Exercise brief:
The records that follow need to be output exactly as they are.
---*---
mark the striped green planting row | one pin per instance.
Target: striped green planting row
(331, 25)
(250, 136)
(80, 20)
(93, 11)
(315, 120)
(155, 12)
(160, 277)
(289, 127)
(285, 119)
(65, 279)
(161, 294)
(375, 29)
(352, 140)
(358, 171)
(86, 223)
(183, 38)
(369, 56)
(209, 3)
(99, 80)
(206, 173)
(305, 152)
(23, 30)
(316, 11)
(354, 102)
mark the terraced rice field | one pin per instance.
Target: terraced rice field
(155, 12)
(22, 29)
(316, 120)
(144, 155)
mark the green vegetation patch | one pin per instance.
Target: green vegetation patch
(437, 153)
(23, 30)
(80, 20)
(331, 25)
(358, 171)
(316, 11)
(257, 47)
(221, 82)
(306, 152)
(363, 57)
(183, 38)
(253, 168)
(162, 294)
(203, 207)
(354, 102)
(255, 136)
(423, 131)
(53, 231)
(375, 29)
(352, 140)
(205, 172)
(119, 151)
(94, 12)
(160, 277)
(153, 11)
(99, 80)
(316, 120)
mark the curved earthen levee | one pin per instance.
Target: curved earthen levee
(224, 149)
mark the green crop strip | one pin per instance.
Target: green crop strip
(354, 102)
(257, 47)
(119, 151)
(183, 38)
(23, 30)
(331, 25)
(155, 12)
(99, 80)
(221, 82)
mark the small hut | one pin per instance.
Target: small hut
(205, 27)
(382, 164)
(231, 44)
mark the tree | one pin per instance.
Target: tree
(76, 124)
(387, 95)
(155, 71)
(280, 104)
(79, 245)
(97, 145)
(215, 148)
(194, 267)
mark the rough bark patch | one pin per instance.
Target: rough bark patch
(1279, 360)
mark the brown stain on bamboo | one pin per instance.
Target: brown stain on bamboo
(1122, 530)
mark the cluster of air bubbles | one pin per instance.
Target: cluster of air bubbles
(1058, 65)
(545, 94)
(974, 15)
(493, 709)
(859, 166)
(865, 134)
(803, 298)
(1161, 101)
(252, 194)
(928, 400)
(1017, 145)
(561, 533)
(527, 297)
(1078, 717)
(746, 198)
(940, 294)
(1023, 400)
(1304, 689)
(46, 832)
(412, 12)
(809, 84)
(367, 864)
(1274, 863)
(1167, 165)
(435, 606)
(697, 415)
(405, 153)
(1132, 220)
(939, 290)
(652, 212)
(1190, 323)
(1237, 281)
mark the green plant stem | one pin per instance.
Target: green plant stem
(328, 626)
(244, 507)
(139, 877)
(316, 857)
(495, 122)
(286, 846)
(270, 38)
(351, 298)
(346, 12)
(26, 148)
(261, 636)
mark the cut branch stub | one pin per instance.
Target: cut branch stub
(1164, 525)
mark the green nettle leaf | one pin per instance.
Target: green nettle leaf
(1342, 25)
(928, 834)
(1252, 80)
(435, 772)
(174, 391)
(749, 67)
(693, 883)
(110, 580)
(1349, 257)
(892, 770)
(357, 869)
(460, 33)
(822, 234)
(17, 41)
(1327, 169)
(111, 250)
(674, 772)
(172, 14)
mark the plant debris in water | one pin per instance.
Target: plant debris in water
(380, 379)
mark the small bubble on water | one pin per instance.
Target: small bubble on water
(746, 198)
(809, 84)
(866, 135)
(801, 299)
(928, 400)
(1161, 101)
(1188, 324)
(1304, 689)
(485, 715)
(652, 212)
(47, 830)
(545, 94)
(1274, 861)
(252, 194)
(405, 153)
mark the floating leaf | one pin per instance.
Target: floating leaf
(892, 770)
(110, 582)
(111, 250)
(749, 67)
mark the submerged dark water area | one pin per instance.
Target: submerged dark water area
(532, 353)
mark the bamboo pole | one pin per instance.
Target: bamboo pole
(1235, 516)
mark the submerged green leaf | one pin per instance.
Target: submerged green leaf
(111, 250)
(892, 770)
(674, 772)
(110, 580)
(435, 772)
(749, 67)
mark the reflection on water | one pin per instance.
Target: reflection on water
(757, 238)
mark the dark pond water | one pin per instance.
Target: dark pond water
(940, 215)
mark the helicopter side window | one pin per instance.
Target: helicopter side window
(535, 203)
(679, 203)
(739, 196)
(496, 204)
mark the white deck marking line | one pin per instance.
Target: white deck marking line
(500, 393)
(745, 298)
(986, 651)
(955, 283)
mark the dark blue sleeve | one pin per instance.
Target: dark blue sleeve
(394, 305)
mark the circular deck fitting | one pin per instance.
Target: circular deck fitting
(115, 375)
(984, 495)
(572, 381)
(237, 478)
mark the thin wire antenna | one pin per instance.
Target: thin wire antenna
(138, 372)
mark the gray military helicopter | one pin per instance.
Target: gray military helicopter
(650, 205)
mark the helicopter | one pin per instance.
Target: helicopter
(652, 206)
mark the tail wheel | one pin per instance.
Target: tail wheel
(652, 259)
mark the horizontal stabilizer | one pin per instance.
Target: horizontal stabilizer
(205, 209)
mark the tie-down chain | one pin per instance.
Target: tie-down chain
---*---
Solution to this task:
mark the striped green planting row | one pin per instance.
Target: striped green planting row
(331, 25)
(250, 136)
(80, 20)
(93, 11)
(315, 120)
(155, 12)
(160, 277)
(289, 127)
(285, 119)
(65, 279)
(161, 294)
(375, 29)
(352, 140)
(358, 171)
(86, 223)
(183, 38)
(369, 56)
(209, 3)
(99, 80)
(206, 173)
(305, 152)
(23, 30)
(316, 11)
(354, 102)
mark the terraced rice field | one pin per instance.
Target: terraced rice field
(155, 12)
(22, 29)
(316, 120)
(144, 155)
mark the green vegetation patch | one pin per instance.
Target: green vegetation patch
(437, 153)
(23, 30)
(80, 20)
(331, 25)
(358, 171)
(316, 11)
(257, 47)
(221, 82)
(306, 152)
(363, 57)
(183, 38)
(253, 168)
(162, 294)
(203, 207)
(354, 102)
(255, 136)
(423, 131)
(53, 231)
(375, 29)
(352, 140)
(205, 172)
(119, 151)
(94, 12)
(160, 277)
(153, 11)
(99, 80)
(316, 120)
mark the curved earthen levee | one pin per instance.
Target: curved earthen levee
(224, 149)
mark the green crop strip | one pin per instance.
Target: green crop strip
(354, 102)
(257, 47)
(119, 151)
(183, 38)
(23, 30)
(331, 25)
(155, 12)
(99, 80)
(221, 82)
mark the small hut | one pin per instance.
Target: small hut
(205, 27)
(382, 164)
(231, 44)
mark the tree | one pin per instance.
Target: tree
(76, 124)
(387, 95)
(155, 71)
(280, 104)
(79, 245)
(97, 145)
(215, 148)
(194, 267)
mark the rough bark patch | one pin per instance.
Target: rough bark patch
(1279, 360)
mark the brown stain on bamboo | one pin per instance.
Target: brown stain on bamboo
(1122, 530)
mark the cluster of air bubbles | one pin per instance.
Target: cluster of air bubbles
(1058, 65)
(545, 94)
(974, 15)
(493, 709)
(859, 166)
(865, 134)
(803, 298)
(1161, 101)
(252, 194)
(928, 400)
(1017, 145)
(561, 533)
(527, 297)
(1078, 717)
(746, 198)
(940, 294)
(1023, 400)
(1304, 689)
(46, 832)
(412, 12)
(809, 84)
(367, 864)
(1274, 863)
(1167, 165)
(435, 606)
(697, 415)
(405, 153)
(1132, 220)
(939, 290)
(652, 212)
(1190, 323)
(1237, 281)
mark the green plant stem | one pin per instance.
Target: green plant stem
(328, 626)
(244, 507)
(139, 877)
(316, 857)
(495, 122)
(286, 846)
(270, 38)
(351, 298)
(346, 12)
(26, 148)
(261, 636)
mark the cut branch stub | one pin per instance.
Target: cut branch stub
(1164, 525)
mark the green nettle leaf | one pin per instance.
Target: green nettle leaf
(1342, 25)
(928, 834)
(1252, 80)
(435, 772)
(174, 391)
(749, 67)
(693, 883)
(110, 580)
(1349, 257)
(892, 770)
(357, 869)
(460, 33)
(822, 234)
(17, 41)
(1327, 169)
(111, 250)
(674, 772)
(172, 14)
mark the plant debris in water | one pin per instance.
Target: plant debris in water
(380, 379)
mark the small bubble on water | one pin per instance.
Target: small bubble on water
(746, 198)
(809, 84)
(866, 135)
(801, 299)
(928, 400)
(1161, 101)
(1188, 324)
(1304, 689)
(485, 715)
(652, 212)
(47, 830)
(545, 94)
(1274, 861)
(252, 194)
(405, 153)
mark the floating leaf | one pin per instance.
Target: floating leaf
(892, 770)
(110, 582)
(111, 250)
(749, 67)
mark the submerged dark water area | one pin per instance.
Target: submerged dark water area
(532, 353)
mark the bamboo pole | one pin per instance.
Target: bamboo pole
(1235, 516)
mark the submerged green leaf | one pin per instance.
Target: submerged green leaf
(111, 250)
(892, 770)
(674, 772)
(110, 580)
(435, 772)
(749, 67)
mark the reflection on water | one pin per instance.
Target: reflection on water
(757, 238)
mark the dark pond water | one pin per instance.
Target: dark pond water
(940, 215)
mark the helicopter side window | one pin per instance.
Target: helicopter side window
(535, 203)
(679, 203)
(739, 196)
(496, 204)
mark the white deck marking line | one pin per instance.
Target: white deck marking line
(500, 393)
(745, 298)
(986, 651)
(955, 283)
mark the dark blue sleeve | one pin per instance.
Target: dark blue sleeve
(394, 305)
mark the circular deck fitting | one pin per instance.
Target: circular deck fitting
(115, 375)
(984, 495)
(572, 381)
(237, 478)
mark the thin wire antenna | one pin per instance.
Target: thin wire antenna
(138, 372)
mark the gray military helicopter | one pin per instance.
Target: gray military helicopter
(650, 205)
mark the helicopter | one pin per instance.
Target: helicopter
(652, 206)
mark the tail wheel | one pin per instance.
Target: tail wheel
(652, 259)
mark the horizontal stabilizer | one pin per instance.
Target: horizontal stabilizer
(205, 209)
mark the tie-down chain | one pin per instance.
Target: tie-down chain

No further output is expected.